- DOCUMENT EXCERPT
----------------------------------------

This works again random software companies, but not against google.

------
mnm1
Lastpass is an atrocity to software. In almost a year using it (including its
"Premium" version), I was unable to get their password change feature working
and it was often unable to remember passwords properly. I would change the
password, Lastpass would show the right password in its UI, then it would use
the wrong one. This is the most basic feature of a password manager and it
simply doesn't work. Their support, even for the paid version, might as well
be a bot that just spits out random Lastpass "facts".

I see a ton of reviews all over the Internet claiming it's one of the best
password managers, and I wonder if these reviewers and websites didn't just
get paid some money to write a positive review without ever installing, let
alone using the software. With the software being so shoddy, I would not trust
my passwords to Lastpass even if they ended up fixing the UX. I ended up
deleting my account and switching to Enpass which has worked flawlessly. On
top of that, I don't have to trust Lastpass, or any shitty company like that,
with my most valuable data and can sync it over WiFi, my NAS, and shared
folders in addition to cloud providers (also works in Linux).

------
CtrlAltT5wpm
I've been using LP as a paid user for several years now, and was really
annoyed when they were absorbed by LogMeIn. My main issue is this: while there
are several alternatives to LP, there don't seem to be as many which have the
same or similar features while ALSO integrating YubiKey's OTP functions. I
bought a YubiKey because of LastPass, and slowly integrated it into my
workflows. I really like it as a second factor, and the additional
capabilities (such as storing secrets for TOTP, etc.) make it nearly
indispensable.

Last I checked (over a year ago), 1Password wasn't terribly interested in
adding it as a feature, and while there was a KeePass extension which
implemented HOTP-based 2nd factor, I never got it to work reliably. Is there
ANY service which integrates the YubiKey as well as LP does? I'm more tied to
that than I am to LP.

 __Unrelated to the initial post, but here 's a recent LP annoyance: on
January 9, LP pushed an update to the Chrome extension which broke the version
3.0 view (which looked like a filesystem), forcing users to move to their 4.0
view if they wanted to use the extension. According to a user commenting on
the support tab in the Chrome store, "you deleted the min.js file from your
extension but your lastpass version 3 view still needs this file. cant even
manually copy it back because chrome then thinks its malware. keep up the good
work!"

I can't speak to the veracity of the comment, but LP's forum was pretty
active, and admins essentially said "don't use 3.0" as a fix. Support tickets
mentioned they were aware of the issue, but not much else. To be fair, LP did
say they would eventually deprecate the 3.0 view, but there was little
communication about the recent update, making it seem like they don't really
give a shit. I don't like their 4.0 view; it's less efficient, and more
interested in making things look pretty.

------
smnscu
As someone who's worked in this domain, I found this very poorly handled. The
obvious, privacy-conscious solution, would be to embed all logos in the
client, but this can be unfeasible on the web, depending on the quantity of
data. In practice, maybe sacrificing a couple of MB for a one time download
isn't such a bad trade-off for privacy (and this will only happen for logged-
in users who visit their vault).

----------------------------------------

- SUPPLIED DATA
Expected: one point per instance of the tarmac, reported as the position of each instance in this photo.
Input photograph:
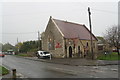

----------------------------------------

- TO-DO LIST
1 - In the LastPass discussion, which password manager did the user who deleted their LastPass account switch to?
2 - Carry the LastPass discussion forward from its final sentence.

- ANSWERS TO THE PROBLEMS
1 - Enpass.

2 -
However, if we want to trade off _some_, but not all privacy (in terms of what
logins a vault contains), I can think of a naive obfuscation scheme where
random domains are added to a login alongside the real one. Here's how that
could work:

    
    
        Preprocessing
        * assign an order to the logos and hence numerical IDs
        * pick a hash function (URL / site name) => ID
    
        User adds a new login:
        * is the URL recognized (e.g. accounts.google.com) i.e. do we have a logo for it?
        * if yes, obtain its ID e.g. 1
        * get N more random IDs e.g. 14, 124, 144
        * save all of them as the login's metadata e.g. "logo_cache:1,14,124,144"
    
        User requests logins (and hence needs logos):
        * compute (and cache) the list of IDs of logos needed (M entries x N logo IDs each, deduped)
        * pack and send the logos (hopefully a much smaller subset than all logos)

------
mikeash
It's really weird that the URL parameter is encoded as hex. Is this some
attempt to hide it, or just a lazy programmer not wanting to call an escape
function?

------
bearcobra
I got a license for 1Password Families in a Humble Bundle recently and have
been seriously considering making the switch from LastPass. The LastPass
Chrome extension gets disabled on me once or twice a week and has become a
real annoyance. The only thing holding me back is the ongoing pricing for
1Password is 5x more than LastPass.

------
asdz
I'm an ancient Lastpass user too. But I don't think the unencrypted URL
worries me.

If any 3-letter agency want my history, they can just visit anyone in between
me and the URL.

My browser have my browsing history. My ISP have my browsing history. DNS
resolvers have my browsing history. CDN have my browsing history. Proxy/VPN
have my browsing history. (which some they claims they don't log at all)

Basically browsing history is too accessible to anyone. If you are using
network that doesn't managed by you, they have your browsing history too.
(McD, Starbucks, etc)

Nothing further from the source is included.